Очевидно, следовательно, что прыщи не обладают теми условиями, с которыми сопрягается мысль о господстве над истиной. Их существование законно и даже необходимо, но оно обусловливается большим или меньшим накоплением худосочия. Следовательно, для нас, собственно, весь вопрос приводится к тому, какую именно сумму исторического худосочия благоприобрели мы до настоящей минуты возрождения, с тем чтоб на основании этого данного определить время, когда начнут подсыхать прыщи. К сожалению, мы не привели еще в известность первого и потому не можем отвечать вполне удовлетворительно и на второе.
Однако признаки подсыхания начинают уже сказываться. История не останавливает своего хода и не задерживается прыщами. События следуют одни за другими с быстротою молнии и мгновенно засушивают волдыри самые злокачественные. То, что вчера было лишь смутной надеждой, нынче является уже фактом совершившимся, является победою жизни над смертью. Вчерашний либерализм сегодня оказывается уже отсталостью. Наступает день расчета, настает пора общего покаяния.
Если вчера позволительно было ораторствовать и заявлять о сочувствии, если вчера уместно было толковать о необходимости возрождения, то тем более уместно и позволительно нынче окончательно рассчитаться с прежнею жизнью, рассчитаться не только оконечностями языка, но и самым делом. Но, во всяком случае, не только уместно, а даже совершенно необходимо объясняться с полною откровенностью, без утайки и удержания, и, говоря об чем-нибудь языком утвердительно, не произносить в то же время мысленно частицы не.

- - - -

Задание.
Верните дословно часть отрывка о прыщах и худосочии. Начните с места, где стоят слова «Очевидно, следовательно, что», и остановитесь после слов «и на второе.».

Исходные данные.
- - - -

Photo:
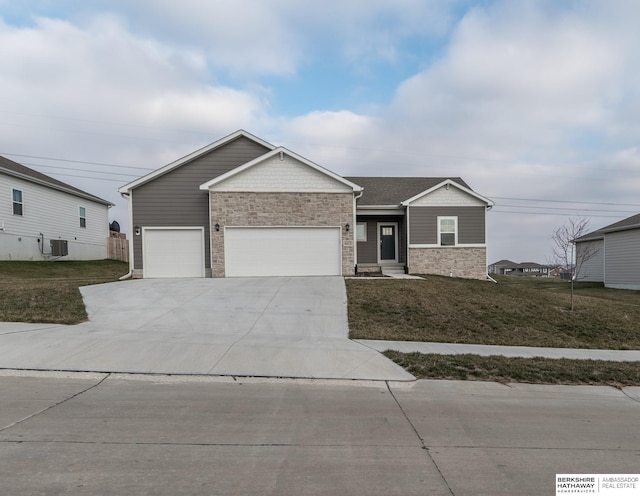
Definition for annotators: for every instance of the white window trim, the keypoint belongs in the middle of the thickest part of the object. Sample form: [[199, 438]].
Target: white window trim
[[21, 202], [387, 224], [364, 238], [455, 226]]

- - - -

Ответ.
Очевидно, следовательно, что прыщи не обладают теми условиями, с которыми сопрягается мысль о господстве над истиной. Их существование законно и даже необходимо, но оно обусловливается большим или меньшим накоплением худосочия. Следовательно, для нас, собственно, весь вопрос приводится к тому, какую именно сумму исторического худосочия благоприобрели мы до настоящей минуты возрождения, с тем чтоб на основании этого данного определить время, когда начнут подсыхать прыщи. К сожалению, мы не привели еще в известность первого и потому не можем отвечать вполне удовлетворительно и на второе.